* _REQUIRED ACTION_
Each record below is to be output unchanged, and any picture is to be dropped.

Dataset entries
* * *

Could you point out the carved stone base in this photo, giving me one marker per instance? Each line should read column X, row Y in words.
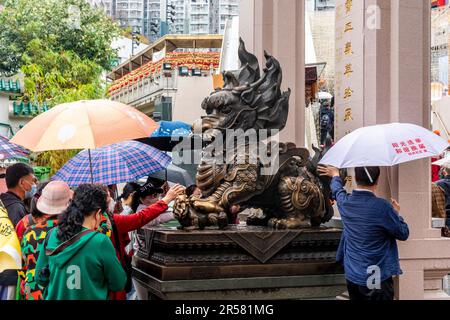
column 239, row 262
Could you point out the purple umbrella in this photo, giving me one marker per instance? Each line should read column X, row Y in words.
column 10, row 150
column 117, row 163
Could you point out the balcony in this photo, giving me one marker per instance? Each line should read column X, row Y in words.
column 26, row 109
column 9, row 86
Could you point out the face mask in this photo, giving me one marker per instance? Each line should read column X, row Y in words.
column 30, row 194
column 127, row 209
column 111, row 206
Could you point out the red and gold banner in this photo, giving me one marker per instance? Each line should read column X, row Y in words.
column 202, row 61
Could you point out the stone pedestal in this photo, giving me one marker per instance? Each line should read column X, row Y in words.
column 238, row 263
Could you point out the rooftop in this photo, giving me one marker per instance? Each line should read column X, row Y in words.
column 169, row 43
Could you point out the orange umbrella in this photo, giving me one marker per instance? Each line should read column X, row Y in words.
column 84, row 125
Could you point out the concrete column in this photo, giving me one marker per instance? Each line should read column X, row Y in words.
column 277, row 26
column 397, row 89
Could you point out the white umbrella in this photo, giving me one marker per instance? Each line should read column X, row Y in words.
column 324, row 95
column 384, row 146
column 444, row 162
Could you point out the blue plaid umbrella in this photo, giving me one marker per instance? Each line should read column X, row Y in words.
column 121, row 162
column 10, row 150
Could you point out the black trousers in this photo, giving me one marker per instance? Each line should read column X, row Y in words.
column 361, row 293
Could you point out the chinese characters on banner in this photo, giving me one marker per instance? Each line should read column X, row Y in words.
column 349, row 75
column 349, row 86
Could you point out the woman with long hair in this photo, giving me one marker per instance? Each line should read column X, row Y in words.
column 80, row 263
column 52, row 202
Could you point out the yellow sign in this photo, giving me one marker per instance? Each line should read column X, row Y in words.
column 10, row 253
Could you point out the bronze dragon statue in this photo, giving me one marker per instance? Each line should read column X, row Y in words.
column 292, row 196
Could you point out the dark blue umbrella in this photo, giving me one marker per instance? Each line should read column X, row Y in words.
column 168, row 135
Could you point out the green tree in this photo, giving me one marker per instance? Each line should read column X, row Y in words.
column 59, row 77
column 61, row 26
column 62, row 47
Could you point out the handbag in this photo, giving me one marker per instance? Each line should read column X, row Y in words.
column 44, row 273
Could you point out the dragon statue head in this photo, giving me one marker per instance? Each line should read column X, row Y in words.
column 247, row 99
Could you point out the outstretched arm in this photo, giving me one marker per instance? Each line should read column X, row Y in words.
column 337, row 186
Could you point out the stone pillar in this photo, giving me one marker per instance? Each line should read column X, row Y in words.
column 397, row 89
column 277, row 26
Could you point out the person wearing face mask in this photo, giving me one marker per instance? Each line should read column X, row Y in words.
column 22, row 184
column 127, row 197
column 122, row 225
column 80, row 263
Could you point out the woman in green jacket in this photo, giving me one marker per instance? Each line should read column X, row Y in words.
column 80, row 264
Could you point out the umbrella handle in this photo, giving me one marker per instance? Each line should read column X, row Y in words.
column 90, row 166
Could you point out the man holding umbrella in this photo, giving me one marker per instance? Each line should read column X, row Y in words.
column 368, row 247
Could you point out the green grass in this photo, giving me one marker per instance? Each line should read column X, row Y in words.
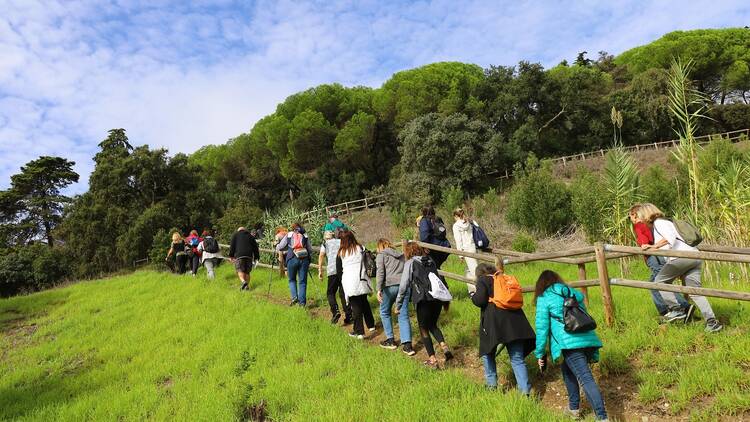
column 162, row 347
column 156, row 346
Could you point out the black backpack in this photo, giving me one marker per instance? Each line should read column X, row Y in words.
column 369, row 263
column 575, row 319
column 210, row 245
column 420, row 279
column 438, row 227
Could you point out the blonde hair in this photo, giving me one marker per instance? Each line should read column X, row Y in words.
column 384, row 244
column 649, row 212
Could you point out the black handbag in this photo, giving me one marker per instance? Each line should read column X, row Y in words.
column 575, row 319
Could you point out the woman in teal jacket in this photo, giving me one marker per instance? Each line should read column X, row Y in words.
column 577, row 349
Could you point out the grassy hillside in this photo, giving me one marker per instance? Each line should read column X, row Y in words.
column 161, row 347
column 157, row 346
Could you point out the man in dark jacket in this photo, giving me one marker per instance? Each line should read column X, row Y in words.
column 243, row 251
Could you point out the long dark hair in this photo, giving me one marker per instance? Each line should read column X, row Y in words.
column 349, row 244
column 546, row 279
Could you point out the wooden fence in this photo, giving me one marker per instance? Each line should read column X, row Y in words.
column 733, row 136
column 348, row 207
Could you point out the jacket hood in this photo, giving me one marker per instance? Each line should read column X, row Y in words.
column 392, row 252
column 462, row 225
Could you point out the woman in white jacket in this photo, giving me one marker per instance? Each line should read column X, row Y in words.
column 356, row 283
column 464, row 237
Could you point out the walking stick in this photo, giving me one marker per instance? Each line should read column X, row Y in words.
column 270, row 276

* * *

* _SOLUTION FOR THIS PROBLEM_
Could you point out the carved stone base in this photo, giving me one marker per instance? Each line should read column X, row Y in words.
column 239, row 262
Could you point out the purple umbrella in this photo, giving me one marker per instance? Each line should read column X, row Y in words.
column 10, row 150
column 117, row 163
Could you point out the balcony in this photo, giving me one marker per instance? Each line should read column X, row Y in words.
column 26, row 109
column 9, row 86
Could you point out the face mask in this photo, giving me one marker per instance? Each line should read column X, row Y in words.
column 30, row 194
column 127, row 209
column 111, row 206
Could you point out the red and gold banner in this photo, giving me one marker per instance? Each line should read column X, row Y in words.
column 202, row 61
Could you point out the stone pedestal in this photo, giving me one marker per instance? Each line should read column X, row Y in words.
column 238, row 263
Could you point out the rooftop in this photo, giving me one marker per instance? Each line should read column X, row Y in words.
column 169, row 43
Could you point out the orange umbrella in this photo, giving me one marker per instance? Each line should read column X, row Y in words.
column 84, row 125
Could you point out the concrete column in this photo, giving me one marker per instance? Each line should read column X, row Y in words.
column 277, row 26
column 397, row 89
Could you point out the white umbrella in this photo, giving me one marker per instance? Each line should read column X, row Y in words.
column 324, row 95
column 384, row 146
column 444, row 162
Could you point out the blue plaid umbrella in this photo, giving me one marker per instance? Each line should read column X, row Y in words.
column 121, row 162
column 10, row 150
Could you point out the black trousers in this photo, giving me one marker per instance? Each line should read column X, row Y in words.
column 361, row 293
Could you point out the chinese characters on banner in this photo, giving me one marker per instance? Each line should read column X, row Y in words.
column 349, row 75
column 349, row 86
Could you point out the woman with long hair in this photo, giving me one marker per instance? Each line should read column X, row Y in words.
column 80, row 263
column 52, row 202
Could you point out the yellow sign in this photo, giving me one marker per instance? Each line should read column X, row Y in words.
column 10, row 253
Could you point out the bronze dragon statue in this photo, giving me one marker per instance? Each line should read column X, row Y in words.
column 292, row 196
Could you point out the dark blue umbrella in this photo, giving me one marker per instance? Each line should read column X, row Y in words.
column 168, row 135
Could you point out the green tree in this photo, giving me one marker per instance? Each line should read column X, row Y in words.
column 59, row 77
column 61, row 26
column 62, row 47
Could you point out the handbag in this photo, giving me one marker per instance? Each line should read column X, row Y in words.
column 44, row 273
Could you point out the dragon statue head in this photo, giving me one marker per instance? Each line should read column X, row Y in words.
column 247, row 99
Could you point out the outstretched arm in this photo, giving me one marker per instance? Each line should read column X, row Y in words.
column 337, row 186
Could you point out the stone pillar in this photo, giving me one marker per instance? Each line should read column X, row Y in words.
column 397, row 89
column 277, row 26
Could you point out the person wearing face mask in this photo, giving me one marker per instance? Each line should read column X, row Y in words.
column 22, row 184
column 127, row 197
column 122, row 225
column 80, row 263
Could you point out the woman in green jacket in this photo, giving me one marker per instance? Each line should read column X, row Y in words.
column 80, row 264
Could you point out the umbrella handle in this photo, giving me one marker per instance? Each line should read column X, row Y in words.
column 90, row 166
Could you point out the man holding umbrella in this photo, giving me one marker per instance? Each line should read column X, row Y in words.
column 368, row 247
Could you point out the green grass in this photo, giving me one marker per instance? Each line should read column X, row Y in words.
column 162, row 347
column 156, row 346
Could you point out the black backpack in this photo, giving me one marker per instance? Each line should read column X, row Y in words.
column 369, row 263
column 575, row 319
column 210, row 245
column 420, row 279
column 438, row 227
Could you point out the blonde hair in this photo, giving me one marker per instance? Each line should read column X, row Y in words.
column 384, row 244
column 649, row 212
Could you point out the black handbag in this photo, giving me one marker per instance? Each line should read column X, row Y in words.
column 575, row 319
Could you point out the woman in teal jacket in this photo, giving me one marker per instance? Each line should read column X, row Y in words.
column 577, row 349
Could you point out the grassy hillside in this photo, giving me one marker per instance? Each line should read column X, row Y in words.
column 161, row 347
column 157, row 346
Could you point out the man in dark jacket in this photo, giving me one marker per instance? Each line should read column X, row Y in words.
column 243, row 251
Could you point out the long dark hair in this photo, giving me one marker per instance? Each line should read column X, row Y in words.
column 349, row 244
column 546, row 279
Could you point out the wooden fence in this photo, giving me one marker per instance? Each line should read column X, row Y in words.
column 733, row 136
column 348, row 207
Could you point out the jacket hood in this photo, giving me one marker per instance? Each line should read column X, row Y in words.
column 392, row 252
column 462, row 225
Could you point out the woman in white jacket in this photo, giving me one marker per instance? Each line should read column X, row Y in words.
column 356, row 283
column 464, row 237
Could you point out the walking stick in this photo, giving me one marker per instance? Each line should read column X, row Y in words.
column 270, row 276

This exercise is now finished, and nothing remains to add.